#### PROBLEM TO WORK ON:
Without changing anything, copy out each entry.

Records from a data source
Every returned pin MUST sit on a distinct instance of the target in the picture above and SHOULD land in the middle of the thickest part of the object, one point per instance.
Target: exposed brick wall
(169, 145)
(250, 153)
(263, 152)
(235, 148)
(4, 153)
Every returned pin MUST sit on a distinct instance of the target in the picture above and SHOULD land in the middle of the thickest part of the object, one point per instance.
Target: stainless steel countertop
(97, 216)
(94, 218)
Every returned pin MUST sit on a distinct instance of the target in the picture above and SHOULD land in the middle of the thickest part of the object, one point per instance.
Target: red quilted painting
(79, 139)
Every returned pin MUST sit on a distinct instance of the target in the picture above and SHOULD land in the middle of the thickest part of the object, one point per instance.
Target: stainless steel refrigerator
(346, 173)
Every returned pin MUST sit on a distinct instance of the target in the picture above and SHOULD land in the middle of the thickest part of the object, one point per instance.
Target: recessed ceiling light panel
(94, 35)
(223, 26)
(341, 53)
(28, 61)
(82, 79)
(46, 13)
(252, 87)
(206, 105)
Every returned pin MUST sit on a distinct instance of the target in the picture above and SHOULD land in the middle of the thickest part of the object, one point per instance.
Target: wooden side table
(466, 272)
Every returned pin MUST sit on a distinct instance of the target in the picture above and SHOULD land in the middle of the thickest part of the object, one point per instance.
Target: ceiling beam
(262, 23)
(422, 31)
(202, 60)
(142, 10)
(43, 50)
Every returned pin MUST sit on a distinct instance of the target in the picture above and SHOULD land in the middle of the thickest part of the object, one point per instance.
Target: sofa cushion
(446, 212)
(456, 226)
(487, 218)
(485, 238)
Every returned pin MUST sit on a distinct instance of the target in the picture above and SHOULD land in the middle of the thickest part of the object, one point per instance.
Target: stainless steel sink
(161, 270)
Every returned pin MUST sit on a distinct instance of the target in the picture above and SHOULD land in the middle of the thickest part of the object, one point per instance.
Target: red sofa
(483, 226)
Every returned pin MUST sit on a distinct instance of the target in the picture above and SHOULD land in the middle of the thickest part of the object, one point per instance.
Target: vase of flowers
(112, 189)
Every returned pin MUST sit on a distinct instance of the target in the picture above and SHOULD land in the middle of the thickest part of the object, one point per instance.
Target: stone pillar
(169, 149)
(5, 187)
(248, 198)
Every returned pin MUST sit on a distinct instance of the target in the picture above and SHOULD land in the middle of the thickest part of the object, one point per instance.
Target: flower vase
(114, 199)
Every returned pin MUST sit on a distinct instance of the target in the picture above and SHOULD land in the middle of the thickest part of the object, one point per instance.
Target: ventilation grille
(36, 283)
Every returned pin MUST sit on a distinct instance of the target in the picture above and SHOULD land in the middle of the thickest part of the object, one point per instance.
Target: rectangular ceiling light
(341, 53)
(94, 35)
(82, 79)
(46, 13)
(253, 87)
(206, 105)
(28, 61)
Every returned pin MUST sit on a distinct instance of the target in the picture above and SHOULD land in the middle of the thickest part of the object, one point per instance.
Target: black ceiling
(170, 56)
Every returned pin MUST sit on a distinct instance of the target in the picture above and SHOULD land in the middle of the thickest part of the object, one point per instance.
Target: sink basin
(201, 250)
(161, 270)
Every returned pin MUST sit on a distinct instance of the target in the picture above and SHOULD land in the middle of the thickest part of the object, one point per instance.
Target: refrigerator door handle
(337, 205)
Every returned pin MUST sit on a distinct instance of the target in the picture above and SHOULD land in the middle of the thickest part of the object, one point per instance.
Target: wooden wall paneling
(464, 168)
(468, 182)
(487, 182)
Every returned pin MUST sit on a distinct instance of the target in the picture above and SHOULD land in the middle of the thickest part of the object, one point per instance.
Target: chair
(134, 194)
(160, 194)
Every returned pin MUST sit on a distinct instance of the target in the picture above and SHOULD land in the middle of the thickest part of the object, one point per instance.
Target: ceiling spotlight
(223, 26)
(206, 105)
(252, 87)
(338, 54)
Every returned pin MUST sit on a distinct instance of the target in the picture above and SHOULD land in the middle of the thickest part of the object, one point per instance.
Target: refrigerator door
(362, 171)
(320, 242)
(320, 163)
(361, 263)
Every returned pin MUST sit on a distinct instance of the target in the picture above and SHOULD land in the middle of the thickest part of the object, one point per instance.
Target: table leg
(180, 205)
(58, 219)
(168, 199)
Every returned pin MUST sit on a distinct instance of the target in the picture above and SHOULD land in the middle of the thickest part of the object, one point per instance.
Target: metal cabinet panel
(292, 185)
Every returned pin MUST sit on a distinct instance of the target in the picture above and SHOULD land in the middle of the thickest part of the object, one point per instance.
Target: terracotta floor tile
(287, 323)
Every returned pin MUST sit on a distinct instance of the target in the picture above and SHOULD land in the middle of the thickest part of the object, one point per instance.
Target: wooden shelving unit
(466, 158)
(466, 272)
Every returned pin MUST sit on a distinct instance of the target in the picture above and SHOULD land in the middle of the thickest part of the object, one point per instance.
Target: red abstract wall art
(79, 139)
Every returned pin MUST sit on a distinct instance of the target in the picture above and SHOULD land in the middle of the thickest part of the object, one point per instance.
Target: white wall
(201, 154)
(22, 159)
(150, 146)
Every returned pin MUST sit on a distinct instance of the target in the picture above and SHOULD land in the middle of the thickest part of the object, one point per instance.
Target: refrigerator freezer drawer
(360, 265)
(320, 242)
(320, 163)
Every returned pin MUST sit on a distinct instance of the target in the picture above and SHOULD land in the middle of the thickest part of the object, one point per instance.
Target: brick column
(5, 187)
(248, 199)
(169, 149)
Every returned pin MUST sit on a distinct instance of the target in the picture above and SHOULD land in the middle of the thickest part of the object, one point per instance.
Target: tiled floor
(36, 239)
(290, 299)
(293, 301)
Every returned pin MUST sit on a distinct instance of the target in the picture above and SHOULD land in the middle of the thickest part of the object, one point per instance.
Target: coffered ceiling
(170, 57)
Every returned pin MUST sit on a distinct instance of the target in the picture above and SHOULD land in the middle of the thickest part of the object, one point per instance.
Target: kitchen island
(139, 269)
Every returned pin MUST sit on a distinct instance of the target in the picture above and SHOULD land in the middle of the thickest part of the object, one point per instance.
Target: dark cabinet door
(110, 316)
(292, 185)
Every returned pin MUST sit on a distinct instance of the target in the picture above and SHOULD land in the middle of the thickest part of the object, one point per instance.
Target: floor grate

#### THE ANSWER:
Every returned pin MUST sit on a distinct instance of the target in the picture above and SHOULD land in the middle of the thickest part of the object, one point per instance.
Target: exposed brick wall
(169, 145)
(250, 153)
(263, 152)
(235, 148)
(4, 153)
Every returned pin MUST sit on a distinct instance of the target in the picture above and SHOULD land in the middle of the thickest part of the object, one point per instance.
Target: stainless steel countertop
(97, 216)
(94, 218)
Every returned pin MUST sit on a distinct instance of the target in the picture above and SHOULD land in the middle of the thickest part of the object, one point per instance.
Target: red quilted painting
(79, 139)
Every returned pin MUST sit on a distinct instance of the target in the picture above and SHOULD land in the middle of the thickest part of the object, one point per instance.
Target: stainless steel refrigerator
(346, 173)
Every returned pin MUST sit on a distinct instance of the target in the picture above and SHOULD land in the middle of the thickest part of the object, one point per instance.
Target: recessed ceiling light panel
(94, 35)
(223, 26)
(341, 53)
(28, 61)
(82, 79)
(46, 13)
(252, 87)
(206, 105)
Every returned pin MUST sit on a distinct instance of the target in the picture above and SHOULD land in the middle of the thickest part of the object, one point per instance.
Target: wooden side table
(466, 272)
Every returned pin MUST sit on a distinct instance of the target in the picture above and SHOULD land in the middle of the thickest part of the object, one point per instance.
Target: ceiling beam
(262, 23)
(422, 31)
(202, 60)
(142, 10)
(43, 50)
Every returned pin MUST sit on a distinct instance of the target in the picture above and SHOULD land in the middle of the thickest part of the object, one point per instance.
Target: sofa cushion
(446, 212)
(456, 226)
(487, 218)
(485, 238)
Every returned pin MUST sit on a distinct instance of the target in the picture above and SHOULD land in the middle of the thickest part of the object, one point per instance.
Target: stainless steel sink
(161, 270)
Every returned pin MUST sit on a distinct instance of the target in the picture above and SHOULD land in the middle of the thickest part of the object, one point per instance.
Target: red sofa
(483, 226)
Every returned pin MUST sit on a distinct instance of the target in the picture above and SHOULD land in the middle of the thickest part of the object, one point per instance.
Target: vase of flowers
(112, 189)
Every returned pin MUST sit on a distinct instance of the target in the picture above and SHOULD land in the middle of the thickest part of the object, one point per instance.
Target: stone pillar
(169, 149)
(5, 187)
(248, 198)
Every returned pin MUST sit on a distinct instance of the target in the picture above and SHOULD land in the middle of the thickest part of the object, one point per instance.
Target: flower vase
(114, 199)
Every returned pin MUST sit on a distinct instance of the target in the picture above and SHOULD land in the middle of the thickest part of the object, one point per instance.
Target: ventilation grille
(36, 283)
Every returned pin MUST sit on a distinct instance of the target in the picture above and SHOULD land in the middle of the thickest part of the object, one point per instance.
Target: rectangular ceiling light
(341, 53)
(94, 35)
(82, 79)
(46, 13)
(253, 87)
(206, 105)
(28, 61)
Every returned pin MUST sit on a distinct instance of the target in the picture above and SHOULD land in the middle of the thickest part of the object, one point per instance.
Target: black ceiling
(170, 56)
Every returned pin MUST sit on a distinct instance of the target in the picture above and SHOULD land in the middle of the thickest part of the object, one point per instance.
Target: sink basin
(201, 250)
(161, 270)
Every returned pin MUST sit on a distinct instance of the target in the picture above and SHOULD land in the middle of the thickest part of the object, one point per instance.
Target: refrigerator door handle
(337, 205)
Every returned pin MUST sit on a distinct instance of the target in the picture above and SHOULD land in the middle of the thickest part of the object, one point per instance.
Target: wooden wall paneling
(464, 168)
(468, 182)
(487, 182)
Every returned pin MUST sit on a distinct instance of the target in the picture above and SHOULD land in the middle of the thickest part of the object, one point per instance.
Target: chair
(134, 194)
(160, 194)
Every returned pin MUST sit on a distinct instance of the target in the picture above and SHOULD land in the middle of the thickest part of the object, one point per instance.
Target: ceiling spotlight
(223, 26)
(206, 105)
(252, 87)
(338, 54)
Every returned pin MUST sit on a distinct instance of the target in the picture above and SHOULD land in the middle of the thickest part of the object, one point per instance.
Target: refrigerator door
(362, 171)
(320, 242)
(320, 163)
(361, 263)
Every returned pin MUST sit on a distinct instance of the target in the picture above and SHOULD land in the middle of the thickest part of the object, one point per instance.
Target: table leg
(180, 205)
(58, 219)
(168, 199)
Every returned pin MUST sit on a distinct instance of the target in the picture above and SHOULD land in the middle of the thickest part of the object, one point per instance.
Target: metal cabinet panel
(292, 185)
Every returned pin MUST sit on a distinct instance of the target in the picture above and SHOULD land in the middle of the thickest part of the object, one point per instance.
Target: terracotta floor tile
(287, 323)
Every returned pin MUST sit on a distinct instance of the target in the picture above and SHOULD land in the middle of the thickest part of the object, one point per instance.
Target: wooden shelving unit
(466, 158)
(466, 272)
Every returned pin MUST sit on a distinct instance of the target in the picture above and SHOULD land in the middle of the thickest part of the object, one point per instance.
Target: red abstract wall art
(79, 139)
Every returned pin MUST sit on a distinct instance of the target in the picture above and SHOULD land in the middle of the thickest part of the object, one point per instance.
Target: white wall
(201, 154)
(22, 159)
(150, 146)
Every returned pin MUST sit on a distinct instance of the target in the picture above and SHOULD land in the middle of the thickest part of the object, one point per instance.
Target: refrigerator freezer drawer
(360, 265)
(320, 242)
(320, 163)
Every returned pin MUST sit on a distinct instance of the target in the picture above and SHOULD land in the middle of the thickest part of the object, one point per instance.
Target: brick column
(5, 187)
(248, 199)
(169, 149)
Every returned pin MUST sit on a distinct instance of the target in the picture above and SHOULD land in the middle of the thickest part of the object, one point per instance.
Target: tiled floor
(36, 239)
(290, 299)
(293, 301)
Every returned pin MUST sit on a distinct instance of the target in the picture above and SHOULD land in the middle of the thickest part of the object, one point per instance.
Target: coffered ceiling
(170, 57)
Every returned pin MUST sit on a distinct instance of the target in the picture above and SHOULD land in the middle of the thickest part of the object, one point per instance.
Target: kitchen island
(139, 269)
Every returned pin MUST sit on a distinct instance of the target in the picture above and SHOULD land in the middle of the thickest part of the object, one point per instance.
Target: dark cabinet door
(110, 316)
(292, 185)
Every returned pin MUST sit on a distinct instance of the target in the picture above and SHOULD land in the middle of the thickest part of the object, one point per instance.
Target: floor grate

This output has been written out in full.